YAZARLAR

Seçim kampanyaları üzerine

Adı konulmasa da yeni Türkiye denilen, koalisyonlar dönemi de demek. Bu itibarla milletvekili seçimleri 24 Haziran’da tek turda biterken, 8 Temmuz’daki cumhurbaşkanlığı seçimi ikinci turuna dek geçecek on beş günde, isimleriyle söyleyelim, Erdoğan ve İnce’nin karşılıklı masaya koyacakları koalisyon tasarıları ve uzlaşıları çok önem kazanıyor.

Bu haftaki “Dünya Ve Biz” (ArtıTV) programımda konuklarım ülkemizin saygın siyaset iletişimci ve stratejistleri Dr. Gülfem Saydan Sanver ile Necati Özkan’dı. Hem program yapıyor hem programın yazısını yazıp suyunu süzüyor demezseniz, bu pazar istisnaen, değerli konuklarımın dile getirdiklerinden öne çıkanları, düşündürdüklerini, esinlendirdiklerini köşeme taşımak istiyorum. Hoşgörülerine sığınarak birebir atıfta bulunmayacağım, dileyenler geri dönüp kayıtları izleyebilirler.

Cumhuriyet tarihimizin bu en kritik seçimine esasen kırk günden az bir zaman kaldı. Halen bekliyoruz programlar ortaya çıksın, tartışalım. Adaylar belli olmadan tek güçlü, bilinen, avantajlı aday Erdoğan’ın karşısına isim değil program konulması gerektiğinden söz ediyorduk. O iş geçti. Ama teslim edelim ki, ana muhalefet İnce’yle bu defa doğru adayı buldu. 24 Haziran’a doğru bir sprint halindeyiz.

Bununla birlikte, İnce’den üç beş cümle de değil, bir iki yeni terim, bir iki slogan duymak zamanı artık. “Toprak işleyenin, su kullananın”, “ortadirek” gibi veya benzerleri. Öte yandan, İnce duruş ve hikaye olarak klavyede doğru notalara basıyor. Bu alanlarda, Erdoğan’ın gerisinde değil ve Akşener’in önünde. İddialı konuşmak gerekirse, seçimin ikinci tura kalmasının da yolunu açmış gözüküyor.
---*---
### Hedefler:
(A) Seçim kampanyaları yazısına göre yazarın bu haftaki “Dünya Ve Biz” programındaki konukları kimlerdi?
(B) Seçim kampanyaları yazısını son cümlesinden sonra sürdürün.
---*---
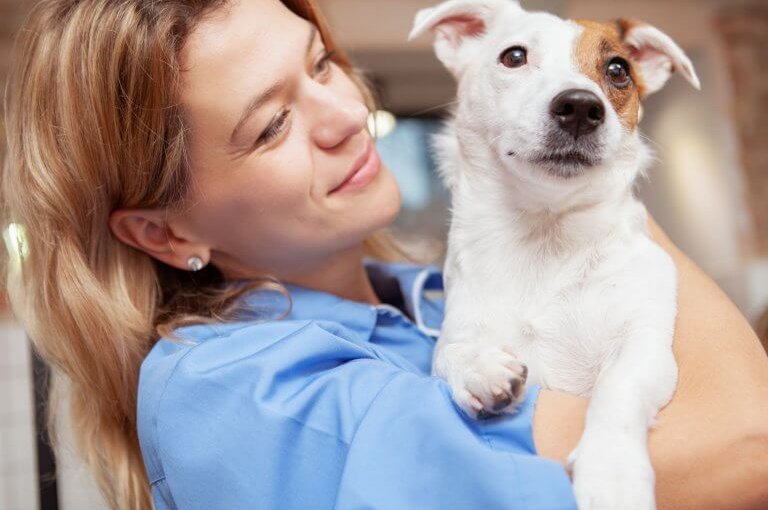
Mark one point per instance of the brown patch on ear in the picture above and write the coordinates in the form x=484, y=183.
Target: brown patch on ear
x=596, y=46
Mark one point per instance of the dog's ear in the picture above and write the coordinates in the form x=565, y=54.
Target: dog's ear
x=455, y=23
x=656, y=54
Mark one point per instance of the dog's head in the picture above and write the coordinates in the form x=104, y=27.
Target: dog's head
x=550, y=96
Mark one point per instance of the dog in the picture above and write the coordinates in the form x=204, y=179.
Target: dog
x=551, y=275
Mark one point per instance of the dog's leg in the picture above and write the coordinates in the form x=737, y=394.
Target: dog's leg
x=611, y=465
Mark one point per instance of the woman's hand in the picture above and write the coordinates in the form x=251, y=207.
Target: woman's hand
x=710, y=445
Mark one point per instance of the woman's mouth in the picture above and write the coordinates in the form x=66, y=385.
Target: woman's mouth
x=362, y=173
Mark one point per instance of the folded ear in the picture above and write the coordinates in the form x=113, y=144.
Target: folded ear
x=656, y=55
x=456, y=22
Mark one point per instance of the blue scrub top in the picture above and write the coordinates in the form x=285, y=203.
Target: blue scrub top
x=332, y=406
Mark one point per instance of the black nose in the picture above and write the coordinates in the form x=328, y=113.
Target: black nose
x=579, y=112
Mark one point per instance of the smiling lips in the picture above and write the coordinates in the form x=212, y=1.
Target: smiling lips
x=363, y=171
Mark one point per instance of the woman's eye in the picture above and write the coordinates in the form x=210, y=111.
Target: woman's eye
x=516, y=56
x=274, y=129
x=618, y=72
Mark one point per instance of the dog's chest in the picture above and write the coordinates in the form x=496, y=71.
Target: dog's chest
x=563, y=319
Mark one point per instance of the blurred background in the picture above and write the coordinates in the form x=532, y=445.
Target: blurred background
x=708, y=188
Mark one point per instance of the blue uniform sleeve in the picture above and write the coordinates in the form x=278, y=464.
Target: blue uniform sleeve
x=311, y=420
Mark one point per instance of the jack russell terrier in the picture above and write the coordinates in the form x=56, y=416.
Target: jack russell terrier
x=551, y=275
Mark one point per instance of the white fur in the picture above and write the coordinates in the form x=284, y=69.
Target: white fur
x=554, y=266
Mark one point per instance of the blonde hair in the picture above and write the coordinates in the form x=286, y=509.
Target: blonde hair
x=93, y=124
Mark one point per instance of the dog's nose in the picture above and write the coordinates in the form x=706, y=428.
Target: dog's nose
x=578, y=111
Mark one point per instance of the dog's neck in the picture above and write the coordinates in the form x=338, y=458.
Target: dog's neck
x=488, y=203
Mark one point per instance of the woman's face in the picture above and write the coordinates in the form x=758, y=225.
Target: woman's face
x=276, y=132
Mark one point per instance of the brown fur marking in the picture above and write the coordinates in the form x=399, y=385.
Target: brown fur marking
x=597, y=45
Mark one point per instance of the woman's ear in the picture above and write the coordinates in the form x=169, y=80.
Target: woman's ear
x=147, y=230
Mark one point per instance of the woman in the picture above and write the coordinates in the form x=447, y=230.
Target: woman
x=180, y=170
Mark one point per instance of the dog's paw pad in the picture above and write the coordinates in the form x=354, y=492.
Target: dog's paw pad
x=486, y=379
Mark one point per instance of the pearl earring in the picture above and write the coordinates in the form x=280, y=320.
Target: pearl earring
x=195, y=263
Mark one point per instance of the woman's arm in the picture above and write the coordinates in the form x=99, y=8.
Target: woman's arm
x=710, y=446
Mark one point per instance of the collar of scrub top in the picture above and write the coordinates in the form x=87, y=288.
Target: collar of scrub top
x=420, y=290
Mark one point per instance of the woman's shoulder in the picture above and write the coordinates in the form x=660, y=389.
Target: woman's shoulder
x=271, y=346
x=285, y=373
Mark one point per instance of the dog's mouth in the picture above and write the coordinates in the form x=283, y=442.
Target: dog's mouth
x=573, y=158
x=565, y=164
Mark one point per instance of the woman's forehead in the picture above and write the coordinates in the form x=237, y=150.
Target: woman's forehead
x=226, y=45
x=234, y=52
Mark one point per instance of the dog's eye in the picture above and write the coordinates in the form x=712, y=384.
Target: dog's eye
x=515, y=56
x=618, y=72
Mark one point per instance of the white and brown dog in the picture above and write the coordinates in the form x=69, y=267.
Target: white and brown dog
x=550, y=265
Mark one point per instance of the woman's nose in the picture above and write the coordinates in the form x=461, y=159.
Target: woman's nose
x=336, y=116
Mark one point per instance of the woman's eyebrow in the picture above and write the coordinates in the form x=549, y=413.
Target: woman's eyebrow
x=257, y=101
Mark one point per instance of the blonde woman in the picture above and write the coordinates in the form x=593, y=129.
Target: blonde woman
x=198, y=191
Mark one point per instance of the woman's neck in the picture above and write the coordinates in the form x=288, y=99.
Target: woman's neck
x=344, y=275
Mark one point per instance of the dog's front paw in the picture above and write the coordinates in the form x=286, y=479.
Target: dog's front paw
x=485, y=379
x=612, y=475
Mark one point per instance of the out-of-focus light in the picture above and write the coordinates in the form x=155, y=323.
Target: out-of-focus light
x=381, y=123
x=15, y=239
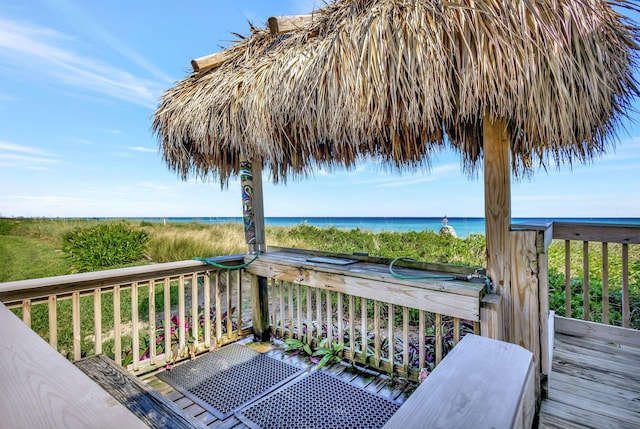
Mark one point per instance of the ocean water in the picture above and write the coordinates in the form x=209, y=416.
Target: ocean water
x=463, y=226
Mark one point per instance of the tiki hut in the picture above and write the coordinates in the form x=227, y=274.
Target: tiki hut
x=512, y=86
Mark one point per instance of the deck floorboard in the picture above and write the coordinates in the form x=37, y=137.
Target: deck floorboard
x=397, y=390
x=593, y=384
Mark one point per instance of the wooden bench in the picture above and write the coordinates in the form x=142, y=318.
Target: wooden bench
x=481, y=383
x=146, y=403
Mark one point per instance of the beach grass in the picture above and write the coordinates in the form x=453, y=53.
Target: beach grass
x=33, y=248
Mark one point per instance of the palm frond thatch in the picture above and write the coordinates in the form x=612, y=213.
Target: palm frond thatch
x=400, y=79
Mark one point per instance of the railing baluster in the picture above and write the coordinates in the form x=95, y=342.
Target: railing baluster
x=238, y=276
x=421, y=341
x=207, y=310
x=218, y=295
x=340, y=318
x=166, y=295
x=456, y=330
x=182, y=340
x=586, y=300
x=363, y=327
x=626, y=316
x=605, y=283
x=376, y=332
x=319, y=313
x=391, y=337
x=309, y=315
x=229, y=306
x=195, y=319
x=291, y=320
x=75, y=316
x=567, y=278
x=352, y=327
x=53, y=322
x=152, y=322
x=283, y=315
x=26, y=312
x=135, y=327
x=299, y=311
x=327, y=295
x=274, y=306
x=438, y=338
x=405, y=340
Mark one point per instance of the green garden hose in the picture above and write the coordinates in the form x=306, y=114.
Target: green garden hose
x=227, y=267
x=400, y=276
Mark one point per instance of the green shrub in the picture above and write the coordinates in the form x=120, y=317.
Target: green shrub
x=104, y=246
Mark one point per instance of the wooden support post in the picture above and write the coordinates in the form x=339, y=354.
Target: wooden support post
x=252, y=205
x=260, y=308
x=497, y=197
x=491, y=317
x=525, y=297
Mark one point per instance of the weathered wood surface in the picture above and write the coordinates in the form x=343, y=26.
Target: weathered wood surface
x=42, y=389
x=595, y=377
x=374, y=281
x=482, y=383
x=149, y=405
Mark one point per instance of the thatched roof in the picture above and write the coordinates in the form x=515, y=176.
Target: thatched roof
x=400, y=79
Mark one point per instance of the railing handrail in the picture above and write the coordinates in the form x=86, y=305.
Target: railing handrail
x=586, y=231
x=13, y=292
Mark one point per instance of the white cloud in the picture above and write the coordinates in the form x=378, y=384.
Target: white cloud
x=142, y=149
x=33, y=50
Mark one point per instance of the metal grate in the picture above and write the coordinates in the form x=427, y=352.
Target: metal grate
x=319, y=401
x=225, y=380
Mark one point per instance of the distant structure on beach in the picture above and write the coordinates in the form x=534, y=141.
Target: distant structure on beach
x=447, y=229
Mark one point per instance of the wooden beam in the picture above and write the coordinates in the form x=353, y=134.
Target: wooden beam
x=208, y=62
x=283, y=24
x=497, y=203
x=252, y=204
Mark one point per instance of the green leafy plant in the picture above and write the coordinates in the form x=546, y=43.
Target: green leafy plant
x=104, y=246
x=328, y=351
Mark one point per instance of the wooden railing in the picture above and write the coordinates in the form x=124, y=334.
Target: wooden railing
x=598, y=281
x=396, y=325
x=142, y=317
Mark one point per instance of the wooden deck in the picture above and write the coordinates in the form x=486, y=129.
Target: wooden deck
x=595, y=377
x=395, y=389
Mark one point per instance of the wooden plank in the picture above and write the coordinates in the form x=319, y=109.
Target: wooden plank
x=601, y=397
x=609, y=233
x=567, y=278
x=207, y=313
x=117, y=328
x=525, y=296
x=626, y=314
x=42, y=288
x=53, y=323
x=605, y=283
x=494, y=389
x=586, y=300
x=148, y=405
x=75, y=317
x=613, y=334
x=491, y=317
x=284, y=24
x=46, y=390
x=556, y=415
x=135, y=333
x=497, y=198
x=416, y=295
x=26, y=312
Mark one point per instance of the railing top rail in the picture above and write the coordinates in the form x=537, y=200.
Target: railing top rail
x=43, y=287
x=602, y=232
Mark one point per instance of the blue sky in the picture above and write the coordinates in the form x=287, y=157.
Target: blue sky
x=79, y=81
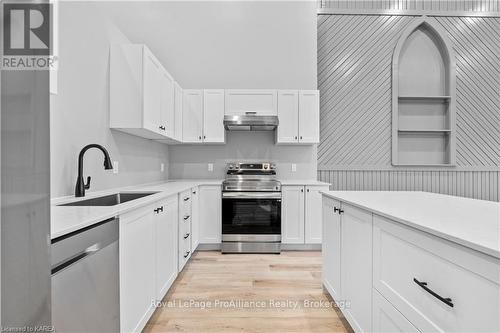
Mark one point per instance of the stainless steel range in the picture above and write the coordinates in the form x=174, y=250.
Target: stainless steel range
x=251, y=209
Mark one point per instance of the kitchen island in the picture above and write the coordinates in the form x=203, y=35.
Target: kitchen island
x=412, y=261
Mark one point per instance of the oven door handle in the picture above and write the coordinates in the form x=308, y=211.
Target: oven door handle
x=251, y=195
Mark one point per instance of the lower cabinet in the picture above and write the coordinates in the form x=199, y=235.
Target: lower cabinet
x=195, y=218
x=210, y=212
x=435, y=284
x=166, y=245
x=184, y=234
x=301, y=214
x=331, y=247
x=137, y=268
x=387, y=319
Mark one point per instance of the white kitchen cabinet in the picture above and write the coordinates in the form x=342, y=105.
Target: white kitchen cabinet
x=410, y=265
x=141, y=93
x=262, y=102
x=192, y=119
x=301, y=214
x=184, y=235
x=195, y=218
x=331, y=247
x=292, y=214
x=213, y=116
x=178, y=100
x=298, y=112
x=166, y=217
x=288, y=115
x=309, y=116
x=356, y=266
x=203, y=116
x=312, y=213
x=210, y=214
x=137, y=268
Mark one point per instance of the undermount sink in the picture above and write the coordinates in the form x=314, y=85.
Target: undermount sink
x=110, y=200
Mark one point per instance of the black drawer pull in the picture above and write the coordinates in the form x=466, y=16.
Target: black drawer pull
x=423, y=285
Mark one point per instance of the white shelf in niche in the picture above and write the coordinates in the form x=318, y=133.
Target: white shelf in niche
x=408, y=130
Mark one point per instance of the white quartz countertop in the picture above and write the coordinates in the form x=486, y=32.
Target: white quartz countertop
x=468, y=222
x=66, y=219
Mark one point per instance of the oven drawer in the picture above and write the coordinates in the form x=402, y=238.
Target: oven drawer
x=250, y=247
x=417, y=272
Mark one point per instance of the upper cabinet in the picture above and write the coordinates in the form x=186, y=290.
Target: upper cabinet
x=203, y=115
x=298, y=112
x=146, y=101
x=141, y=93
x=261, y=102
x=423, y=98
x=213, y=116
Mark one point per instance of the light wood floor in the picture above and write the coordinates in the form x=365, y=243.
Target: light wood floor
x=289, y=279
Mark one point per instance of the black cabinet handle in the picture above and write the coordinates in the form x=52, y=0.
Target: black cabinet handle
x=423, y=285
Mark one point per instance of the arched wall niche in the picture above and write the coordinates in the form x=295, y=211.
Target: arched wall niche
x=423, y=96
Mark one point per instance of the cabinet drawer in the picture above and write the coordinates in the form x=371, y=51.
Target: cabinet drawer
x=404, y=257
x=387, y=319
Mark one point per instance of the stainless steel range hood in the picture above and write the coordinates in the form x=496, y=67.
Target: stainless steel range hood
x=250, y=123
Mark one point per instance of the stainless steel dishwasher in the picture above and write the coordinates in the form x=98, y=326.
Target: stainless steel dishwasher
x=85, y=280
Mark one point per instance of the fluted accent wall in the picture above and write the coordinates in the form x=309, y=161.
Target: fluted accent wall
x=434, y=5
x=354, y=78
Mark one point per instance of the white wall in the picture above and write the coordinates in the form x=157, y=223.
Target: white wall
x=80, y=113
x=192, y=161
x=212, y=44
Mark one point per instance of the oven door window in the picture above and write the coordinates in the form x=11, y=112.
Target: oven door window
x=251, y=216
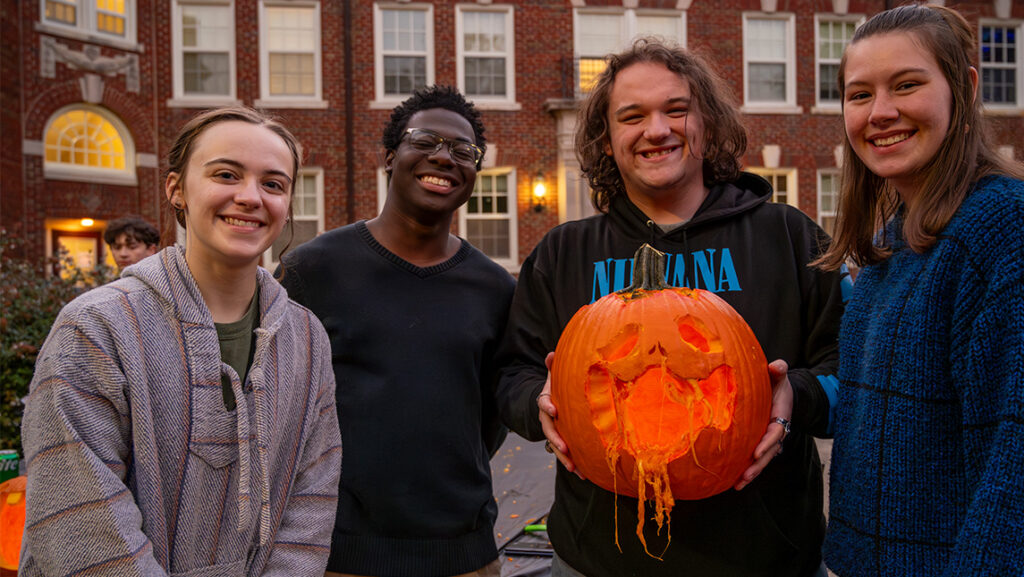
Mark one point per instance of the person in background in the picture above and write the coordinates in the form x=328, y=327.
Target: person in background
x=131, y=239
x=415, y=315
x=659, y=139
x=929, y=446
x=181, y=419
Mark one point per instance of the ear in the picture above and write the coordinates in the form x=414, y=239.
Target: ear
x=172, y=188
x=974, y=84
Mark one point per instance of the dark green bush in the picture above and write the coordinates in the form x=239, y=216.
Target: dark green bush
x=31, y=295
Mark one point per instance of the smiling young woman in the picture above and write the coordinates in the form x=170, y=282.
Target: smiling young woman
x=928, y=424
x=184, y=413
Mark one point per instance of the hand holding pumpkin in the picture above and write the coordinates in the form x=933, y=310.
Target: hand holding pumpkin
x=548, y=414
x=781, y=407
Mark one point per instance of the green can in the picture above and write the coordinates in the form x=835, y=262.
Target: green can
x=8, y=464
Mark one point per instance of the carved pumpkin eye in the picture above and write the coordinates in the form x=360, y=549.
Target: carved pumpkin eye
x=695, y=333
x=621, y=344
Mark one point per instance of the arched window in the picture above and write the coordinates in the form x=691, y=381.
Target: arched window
---*---
### Çözümlü Sorular:
(A) Dr. Gülfem Saydan Sanver ile Necati Özkan.

(B)
HDP, baraj sınırında geziniyor. Sanki HDP, devletin ceberrutça baskısını bir nevi Sinn Fein, Batasuna kimliğine dönüşerek göğüsleyecek gibi duruyordu. Oysa, şimdi adaylığı konuşulan ve adaylık teklif edilen isim yelpazesine baktığımızda, 7 Haziran öncesini de aşan bir gökkuşağı görüyoruz. Anlaşılan HDP, stratejik oy kullanacak seçmenin karar vermesini kolaylaştıracak bir yaklaşım benimsemiş. Bence gayet doğru da yapmış. HDP’nin, TBMM’ye girmesi, Cumhur İttifakı’nın çoğunluğu elde edememesi demek. Gerçek bu denli yalın.

Adayları yan yana koyduğumuzda, Erdoğan, İnce, Demirtaş, Akşener, dördü de kendi partilerinden daha geniş seçmen kitlesine hitap etme potansiyeline sahip. Kabaca Demirtaş ile Akşener, yüzde ondan on beşe doğru, İnce ise yirmi beşten otuza doğru oy oranlarını zorlayacak gibi duruyor. Erdoğan’ın ise kırkla yetinmeyip, kırk beş üstünü amaçladığı görülüyor.

Bir başka açıdan baktığımızdaysa, Erdoğan’ın kendi kendini yenmesi gibi bir beklenti var. Yani Erdoğan’ın kampanya yürütmede de benimsediği “tek adam” yahut “tek belirleyici” yaklaşımının onu hata yapmaya sürüklediği vurgulanıyor. En belirgin örnekler “TAMAM” ve “SIKILDIK” kozlarının muhalefete verilmesi. Londra’da uluslararası finans baronlarıyla toplantıda, faiz düşürüp enflasyonla mücadele edilebileceğini açıklaması gibi.

Pekiyi sosyal medya ciddiye alınması gereken bir gösterge mi? Evet, öyle. Doğru, seçim klavye başında kazanılmıyor. Ancak, 24 saatte iki milyon kişi “artık vakit tamam birader” diyorsa bu veri de yok sayılmamalı hatta önemle üzerinde durulmalı.

Yargılayacaklar mı, “devr-i sabık” (sahi bu söz ne denli küflü: “Güneş Motel”, “sine-i millet” gibi) yaratacaklar mı, oturup eski defterleri açacaklar mı? Seçmen dönüp üç ay öncesine dahi bakmakla ilgilenmiyor, üç ay, altı ay sonra, görebileceği gelecekte kendi durumunda olumlu değişiklik olup olmayacağına, olacaksa nasıl olacağına bakıyor. İnce, bu konuda da “olumlu gündeme” bağlı kalarak doğru yapıyor, yukarıda belirttiğim üzere içini biraz daha doldurmak gereği saklı kalarak.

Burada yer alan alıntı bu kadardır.